Data section start

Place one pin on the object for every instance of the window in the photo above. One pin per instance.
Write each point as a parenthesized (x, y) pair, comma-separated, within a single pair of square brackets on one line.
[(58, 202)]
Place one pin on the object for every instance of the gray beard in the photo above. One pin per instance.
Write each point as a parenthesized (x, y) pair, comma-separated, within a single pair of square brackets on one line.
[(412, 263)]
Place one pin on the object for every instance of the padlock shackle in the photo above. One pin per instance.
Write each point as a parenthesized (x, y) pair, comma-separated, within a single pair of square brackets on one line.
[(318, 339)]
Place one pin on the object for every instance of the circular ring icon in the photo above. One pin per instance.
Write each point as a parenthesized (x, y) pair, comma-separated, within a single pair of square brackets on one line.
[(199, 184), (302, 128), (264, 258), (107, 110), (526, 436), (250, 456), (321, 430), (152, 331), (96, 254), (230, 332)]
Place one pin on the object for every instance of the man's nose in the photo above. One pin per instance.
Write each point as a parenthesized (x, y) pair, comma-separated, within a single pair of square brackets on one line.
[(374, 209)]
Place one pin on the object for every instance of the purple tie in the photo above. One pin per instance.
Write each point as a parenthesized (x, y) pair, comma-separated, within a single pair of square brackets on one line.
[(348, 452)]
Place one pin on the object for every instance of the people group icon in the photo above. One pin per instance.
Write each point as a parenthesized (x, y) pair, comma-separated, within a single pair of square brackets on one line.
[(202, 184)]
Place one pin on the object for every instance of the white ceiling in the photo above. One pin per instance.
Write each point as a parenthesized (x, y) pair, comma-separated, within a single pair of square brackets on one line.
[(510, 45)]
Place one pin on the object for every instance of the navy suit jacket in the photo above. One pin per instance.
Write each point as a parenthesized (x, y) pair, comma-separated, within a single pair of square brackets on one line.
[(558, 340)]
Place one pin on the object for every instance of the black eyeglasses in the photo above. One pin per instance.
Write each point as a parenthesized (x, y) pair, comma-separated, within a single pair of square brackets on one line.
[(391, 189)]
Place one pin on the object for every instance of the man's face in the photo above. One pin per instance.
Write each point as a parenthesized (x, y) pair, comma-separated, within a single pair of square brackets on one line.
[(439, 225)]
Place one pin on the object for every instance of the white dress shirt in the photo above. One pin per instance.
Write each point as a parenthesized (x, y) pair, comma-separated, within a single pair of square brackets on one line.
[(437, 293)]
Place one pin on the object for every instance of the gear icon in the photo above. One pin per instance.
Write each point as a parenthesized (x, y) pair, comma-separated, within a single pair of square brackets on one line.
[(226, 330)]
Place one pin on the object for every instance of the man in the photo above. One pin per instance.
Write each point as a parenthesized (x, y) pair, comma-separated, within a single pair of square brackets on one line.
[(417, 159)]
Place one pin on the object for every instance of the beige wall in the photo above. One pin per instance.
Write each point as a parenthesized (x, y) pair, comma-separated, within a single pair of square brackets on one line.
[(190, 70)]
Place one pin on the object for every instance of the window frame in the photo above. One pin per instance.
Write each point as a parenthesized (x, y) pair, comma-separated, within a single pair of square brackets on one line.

Data section end

* _Activity_:
For each line of the entries that contains the word "icon", make a copy.

* _Response to the exercise_:
Place one pin on the object for every instance of the circular ring icon in the photo above. One pin per instance.
Place one pin on the object for every instance of the people group icon in the photo above. One pin per instance.
Place one pin on the object for every instance of the gear icon in the photo above. One pin per instance.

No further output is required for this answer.